■ TASK DETAILS
Transcribe the data below exactly, but only from the line containing "Note to the class: we label each instance of the hazy" through its final line, both included.

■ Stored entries
-----
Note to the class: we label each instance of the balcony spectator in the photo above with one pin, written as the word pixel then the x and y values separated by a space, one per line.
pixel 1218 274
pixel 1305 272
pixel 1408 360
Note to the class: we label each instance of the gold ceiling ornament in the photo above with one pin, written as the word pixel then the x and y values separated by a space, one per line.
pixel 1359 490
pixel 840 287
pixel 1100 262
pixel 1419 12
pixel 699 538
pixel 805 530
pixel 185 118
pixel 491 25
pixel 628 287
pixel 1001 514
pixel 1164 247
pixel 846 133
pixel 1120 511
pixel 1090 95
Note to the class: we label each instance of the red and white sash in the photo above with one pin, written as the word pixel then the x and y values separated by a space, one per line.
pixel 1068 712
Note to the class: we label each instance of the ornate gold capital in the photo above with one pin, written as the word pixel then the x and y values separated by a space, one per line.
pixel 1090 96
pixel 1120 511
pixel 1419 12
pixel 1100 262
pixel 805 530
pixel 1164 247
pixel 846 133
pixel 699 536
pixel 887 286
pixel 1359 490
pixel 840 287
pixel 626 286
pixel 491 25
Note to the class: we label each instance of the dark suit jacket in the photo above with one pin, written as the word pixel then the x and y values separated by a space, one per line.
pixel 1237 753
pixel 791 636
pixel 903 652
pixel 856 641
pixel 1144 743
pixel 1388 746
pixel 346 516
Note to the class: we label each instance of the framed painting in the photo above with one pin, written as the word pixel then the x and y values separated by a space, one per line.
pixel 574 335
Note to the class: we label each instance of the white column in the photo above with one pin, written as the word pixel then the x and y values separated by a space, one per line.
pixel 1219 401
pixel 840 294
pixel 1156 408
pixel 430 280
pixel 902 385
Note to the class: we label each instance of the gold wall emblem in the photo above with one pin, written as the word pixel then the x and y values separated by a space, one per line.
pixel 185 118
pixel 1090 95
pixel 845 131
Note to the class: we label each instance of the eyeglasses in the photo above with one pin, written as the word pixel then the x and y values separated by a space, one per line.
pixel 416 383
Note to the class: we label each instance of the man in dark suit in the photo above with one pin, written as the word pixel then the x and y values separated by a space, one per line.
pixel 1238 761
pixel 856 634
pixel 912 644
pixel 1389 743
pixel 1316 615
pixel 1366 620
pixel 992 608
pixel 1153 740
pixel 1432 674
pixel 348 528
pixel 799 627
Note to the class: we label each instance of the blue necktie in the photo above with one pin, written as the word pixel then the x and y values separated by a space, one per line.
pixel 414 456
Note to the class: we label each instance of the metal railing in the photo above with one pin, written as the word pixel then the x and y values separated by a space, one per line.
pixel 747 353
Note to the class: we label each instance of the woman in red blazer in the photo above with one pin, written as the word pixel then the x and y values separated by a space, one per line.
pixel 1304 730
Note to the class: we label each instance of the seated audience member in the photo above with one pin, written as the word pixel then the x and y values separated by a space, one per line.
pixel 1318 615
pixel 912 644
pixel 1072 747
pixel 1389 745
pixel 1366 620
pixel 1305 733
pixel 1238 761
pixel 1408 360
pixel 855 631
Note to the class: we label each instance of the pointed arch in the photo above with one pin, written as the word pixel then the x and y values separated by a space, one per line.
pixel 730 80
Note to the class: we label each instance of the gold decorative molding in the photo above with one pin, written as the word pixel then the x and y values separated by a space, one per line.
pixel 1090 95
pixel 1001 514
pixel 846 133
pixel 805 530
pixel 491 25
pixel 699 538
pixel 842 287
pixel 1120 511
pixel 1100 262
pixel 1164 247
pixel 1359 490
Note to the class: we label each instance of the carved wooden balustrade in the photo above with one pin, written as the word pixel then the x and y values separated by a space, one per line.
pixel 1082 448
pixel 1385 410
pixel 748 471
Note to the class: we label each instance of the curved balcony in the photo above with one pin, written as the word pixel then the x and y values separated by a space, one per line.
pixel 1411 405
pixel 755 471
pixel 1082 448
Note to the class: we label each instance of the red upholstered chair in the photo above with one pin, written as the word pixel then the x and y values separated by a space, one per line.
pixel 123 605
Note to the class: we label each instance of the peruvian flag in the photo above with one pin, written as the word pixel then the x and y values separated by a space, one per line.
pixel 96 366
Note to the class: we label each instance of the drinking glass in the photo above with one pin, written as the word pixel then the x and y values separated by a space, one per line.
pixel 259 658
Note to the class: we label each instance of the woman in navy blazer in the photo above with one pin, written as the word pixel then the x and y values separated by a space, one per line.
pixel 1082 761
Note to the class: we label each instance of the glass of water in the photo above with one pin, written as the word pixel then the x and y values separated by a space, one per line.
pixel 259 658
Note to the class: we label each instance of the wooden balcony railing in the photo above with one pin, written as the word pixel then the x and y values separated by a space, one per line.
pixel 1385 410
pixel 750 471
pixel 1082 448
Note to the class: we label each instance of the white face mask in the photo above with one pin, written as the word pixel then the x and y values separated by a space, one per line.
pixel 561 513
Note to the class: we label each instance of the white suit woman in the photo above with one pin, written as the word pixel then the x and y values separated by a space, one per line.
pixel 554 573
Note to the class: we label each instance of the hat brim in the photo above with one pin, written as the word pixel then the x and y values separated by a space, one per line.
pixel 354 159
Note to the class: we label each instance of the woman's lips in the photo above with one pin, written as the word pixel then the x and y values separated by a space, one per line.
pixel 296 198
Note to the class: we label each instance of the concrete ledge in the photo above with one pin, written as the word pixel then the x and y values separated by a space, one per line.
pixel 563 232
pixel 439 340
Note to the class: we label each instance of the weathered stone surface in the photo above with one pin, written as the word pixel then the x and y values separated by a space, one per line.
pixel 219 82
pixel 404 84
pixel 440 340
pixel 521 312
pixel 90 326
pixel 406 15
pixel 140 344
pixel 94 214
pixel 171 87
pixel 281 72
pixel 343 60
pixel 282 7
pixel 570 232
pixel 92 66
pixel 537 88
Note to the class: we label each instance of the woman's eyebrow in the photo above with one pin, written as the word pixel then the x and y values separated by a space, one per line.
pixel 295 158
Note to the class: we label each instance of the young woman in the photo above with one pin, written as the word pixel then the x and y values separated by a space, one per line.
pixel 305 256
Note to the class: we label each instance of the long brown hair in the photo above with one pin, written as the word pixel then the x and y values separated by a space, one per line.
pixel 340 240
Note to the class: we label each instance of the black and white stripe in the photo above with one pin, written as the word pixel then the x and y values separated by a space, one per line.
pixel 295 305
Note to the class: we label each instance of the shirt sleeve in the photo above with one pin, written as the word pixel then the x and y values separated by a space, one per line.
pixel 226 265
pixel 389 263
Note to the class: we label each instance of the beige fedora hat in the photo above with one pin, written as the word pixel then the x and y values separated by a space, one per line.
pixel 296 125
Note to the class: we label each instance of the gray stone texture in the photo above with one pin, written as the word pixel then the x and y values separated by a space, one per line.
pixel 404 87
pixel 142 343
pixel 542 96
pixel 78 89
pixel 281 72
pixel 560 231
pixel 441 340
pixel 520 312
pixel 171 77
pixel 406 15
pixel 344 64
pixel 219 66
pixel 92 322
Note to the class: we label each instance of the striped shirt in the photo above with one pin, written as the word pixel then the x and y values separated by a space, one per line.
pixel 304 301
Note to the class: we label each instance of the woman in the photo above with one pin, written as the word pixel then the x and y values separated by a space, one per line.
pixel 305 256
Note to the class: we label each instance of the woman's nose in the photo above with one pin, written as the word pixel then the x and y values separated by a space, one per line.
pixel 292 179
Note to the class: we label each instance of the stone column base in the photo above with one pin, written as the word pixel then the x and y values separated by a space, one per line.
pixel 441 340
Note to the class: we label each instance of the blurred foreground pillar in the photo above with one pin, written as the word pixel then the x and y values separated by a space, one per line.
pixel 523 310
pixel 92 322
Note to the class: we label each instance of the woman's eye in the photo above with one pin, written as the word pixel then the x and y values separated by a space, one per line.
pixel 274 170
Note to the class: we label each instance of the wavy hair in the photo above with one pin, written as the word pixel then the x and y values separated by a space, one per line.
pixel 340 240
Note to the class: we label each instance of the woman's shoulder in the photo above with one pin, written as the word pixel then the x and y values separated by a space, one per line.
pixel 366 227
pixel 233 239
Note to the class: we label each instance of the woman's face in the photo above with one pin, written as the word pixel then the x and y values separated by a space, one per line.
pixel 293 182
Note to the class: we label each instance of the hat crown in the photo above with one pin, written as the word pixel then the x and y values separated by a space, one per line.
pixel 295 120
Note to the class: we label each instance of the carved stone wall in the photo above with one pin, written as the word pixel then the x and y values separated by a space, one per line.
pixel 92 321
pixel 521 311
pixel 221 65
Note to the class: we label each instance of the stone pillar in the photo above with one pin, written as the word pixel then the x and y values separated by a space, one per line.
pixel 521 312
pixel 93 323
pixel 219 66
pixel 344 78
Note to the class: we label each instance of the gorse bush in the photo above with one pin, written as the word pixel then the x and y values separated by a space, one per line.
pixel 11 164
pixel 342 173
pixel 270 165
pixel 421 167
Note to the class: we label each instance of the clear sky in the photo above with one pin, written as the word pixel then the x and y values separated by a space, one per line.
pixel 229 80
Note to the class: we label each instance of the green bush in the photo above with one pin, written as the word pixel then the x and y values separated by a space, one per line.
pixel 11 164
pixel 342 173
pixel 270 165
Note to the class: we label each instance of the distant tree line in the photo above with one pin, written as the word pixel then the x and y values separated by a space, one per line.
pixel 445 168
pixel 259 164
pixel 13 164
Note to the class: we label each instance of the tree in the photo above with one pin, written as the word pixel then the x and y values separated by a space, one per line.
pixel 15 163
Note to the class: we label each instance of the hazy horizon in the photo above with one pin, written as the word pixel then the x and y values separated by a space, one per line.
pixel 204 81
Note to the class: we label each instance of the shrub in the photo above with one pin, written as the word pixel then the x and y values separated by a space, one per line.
-----
■ ANSWER TO THE EXERCISE
Note to the class: we label each instance of the hazy horizon in the photo above with one pin, written as the word pixel then the x and y values separated by a space, one per line.
pixel 204 81
Note to the class: we label each instance of the shrub in the photo above with one pin, written as the word pixel then the x and y values separated by a space, one per line.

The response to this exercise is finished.